**Selected extract:**
After Roe, the incidence of abortion rose dramatically, quickly topping one million abortions per year and peaking at 1.6 million in 1990 before gradually declining to just under 900,000 in 2019. Under the Roe regime, abortion is the leading cause of human death.
More than 59 million human beings have now been legally killed. Abortion has detrimentally impacted the health and well-being of many women ― and men. The gravity and scale of this injustice exceed that of any other issue or concern in American society today.
The second problem with Roe is that it is an epic constitutional mistake. Justice Harry Blackmun's majority opinion claimed that the "right of privacy" found in the "liberty" protected by the Due Process Clause of the Fourteenth Amendment is "broad enough to encompass" a fundamental right to abortion. There is no reason to think that's true.
There is every reason to believe the opinion was meant to undermine States’ Rights. Else there would not be such an effort to make up a “right” out of whole cloth.
"What is frightening about Roe," noted the eminent constitutional scholar and Yale law professor John Hart Ely ― who personally supported legalized abortion ― "is that this super-protected right is not inferable from the language of the Constitution, the framers' thinking respecting the specific problem in issue, any general value derivable from the provisions they included, or the nation's governmental structure. … It is bad because it is bad constitutional law, or rather because it is not constitutional law and gives almost no sense of an obligation to try to be."
Justice Harry Blackmun wrote the majority opinion of Roe v. Wade in 1973, defending an abortion right in the Constitution that does not exist. (Photo: Niles Brown/Associated Press Archive) _____________________________________________________________________________________________________
Indeed, "[a]s a matter of constitutional interpretation and judicial method," writes Edward Lazarus, a former Blackmun clerk who is "utterly committed" to legalized abortion, "Roe borders on the indefensible. ... Justice Blackmun's opinion provides essentially no reasoning in support of its holding. And in the … years since Roe's announcement, no one has produced a convincing defense of Roe on its own terms."
But Roe is even more ridiculous than most observers realize. The American people adopted the Fourteenth Amendment during an era in which those same American people enacted numerous state laws with the primary purpose of protecting unborn children from abortion. A century later, Roe ruled that the Fourteenth Amendment somehow prevents Americans from doing what the ratifiers of the Fourteenth Amendment actually did.
"To reach its result," Justice William Rehnquist quipped in his dissenting opinion, "the Court necessarily has had to find within the scope of the Fourteenth Amendment a right that was apparently completely unknown to the drafters of the Amendment."
That's absurd. "The only conclusion possible from this history," Rehnquist explained, "is that the drafters did not intend to have the Fourteenth Amendment withdraw from the States the power to legislate with respect to this matter."

**Data block:**
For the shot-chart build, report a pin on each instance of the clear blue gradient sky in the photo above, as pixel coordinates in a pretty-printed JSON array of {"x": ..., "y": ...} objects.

**Stated exercise 1:** Print the stretch of the Roe v. Wade piece from "More than 59" through "of whole cloth.".
**Stated exercise 2:**
Answer these questions from the Roe v. Wade piece, each on its own line:
(a) At what figure and in what year did the yearly number of abortions peak?
(b) Which Yale law professor is quoted calling Roe "bad constitutional law"?
(c) Which justice is quoted from his dissenting opinion on the drafters of the Fourteenth Amendment?
**Stated exercise 3:** Pick up the Roe v. Wade piece after its last sentence and carry the argument forward.

**Written answer 1:**
More than 59 million human beings have now been legally killed. Abortion has detrimentally impacted the health and well-being of many women ― and men. The gravity and scale of this injustice exceed that of any other issue or concern in American society today.
The second problem with Roe is that it is an epic constitutional mistake. Justice Harry Blackmun's majority opinion claimed that the "right of privacy" found in the "liberty" protected by the Due Process Clause of the Fourteenth Amendment is "broad enough to encompass" a fundamental right to abortion. There is no reason to think that's true.
There is every reason to believe the opinion was meant to undermine States’ Rights. Else there would not be such an effort to make up a “right” out of whole cloth.

**Written answer 2:**
(a) 1.6 million, in 1990
(b) John Hart Ely
(c) Justice William Rehnquist

**Written answer 3:**
Third, Roe is undemocratic. Roe and Doe v. Bolton together struck down the democratically decided abortion laws of all 50 states and replaced them with a nationwide policy of abortion-for-any-reason, whether the people like it or not and utterly usurping States’ Rights from them.
Of course, the Court may properly invalidate statutes that are inconsistent with the Constitution ― which is the highest law. But Roe lacked any such constitutional justification.
Justice Byron White, a dissenter in Roe, explained the problem in his dissent in Thornburgh v. American College of Obstetricians & Gynecologists. "[T]he Constitution itself is ordained and established by the people of the United States," he wrote.
"[D]ecisions that find in the Constitution principles or values that cannot fairly be read into that document usurp the people's authority, for such decisions represent choices that the people have never made, and that they cannot disavow through corrective legislation."
In other words, Roe defied the Constitution, specifically the Tenth Amendment and other laws that the American people agreed upon—and imposed the will of the unelected Court instead.
The radical ― and frequently unrecognized or misreported ― scope of the Roe regime, moreover, was not and has never been consistent with public opinion, which favors substantial legal limits on abortion. Millions and millions of Americans disagree with the abortion policy the Court invented. They want to have a say. The Court decided they could have none ― despite what the Tenth Amendment clearly states.
Equally poorly reasoned as Roe v. Wade, Obergefell v. Hodges, which in 2015 granted a previously unknown “right” to same-sex marriage, may come under scrutiny as a violation of States’ Rights if Roe is overturned. (Photo: Starr Hampton/The Washington Times) ______________________________________________________________________________________________________________
The Roe court violated the Tenth Amendment, justice, democracy and just plain common sense. It wasn’t the last time, however.
The majority’s opinion in Obergefell v. Hodges ― in which five justices found a reason to violate the will and desire of over half the American people, numerous states, as well as the Tenth Amendment ― represents an unacknowledged quantum shift in the country’s structure and institutions. One of the most illuminating elements of the majority’s opinion is what isn’t mentioned: Not a single reference to federalism.
While this case was nominally on the topic of marriage, the substance of the questions came down to fundamental issues of federalism. In the absence of an explicit Constitutional grant of federal power to define marriage, on what basis should the States’ traditional power under concepts of federalism ― to be the sole arbiter of who can be issued a marriage license ― be upended?
The majority ignored the question in the same way it ignored the will of a supermajority of states that had put the question of same sex marriage to a vote and had chosen to not recognize such a right. Rather, scraping the hoary residue of penumbras and emanations, the majority cobbled together a new fundamental right for same sex couples to receive marriage licenses.
While the majority was less than forthright in explaining what this new fundamental right consists of and where the right begins and ends, it was quite unabashed in acknowledging where its power to create this right came from.
The majority brushed aside the fact that the people of the states have consistently and overwhelmingly voted to reject appeals for a right to same sex marriage and with unprecedented disdain for the foundational structure of the nation’s institutions.
These five justices violated Constitutional principles of separation of powers to set the Court up to be the sole and omnipotent voice on what constitutes liberty interests in this nation. In so doing, the Court has done the equivalent of poking the people in their collective chests, as if to say “Federal power grab? Do something about it.”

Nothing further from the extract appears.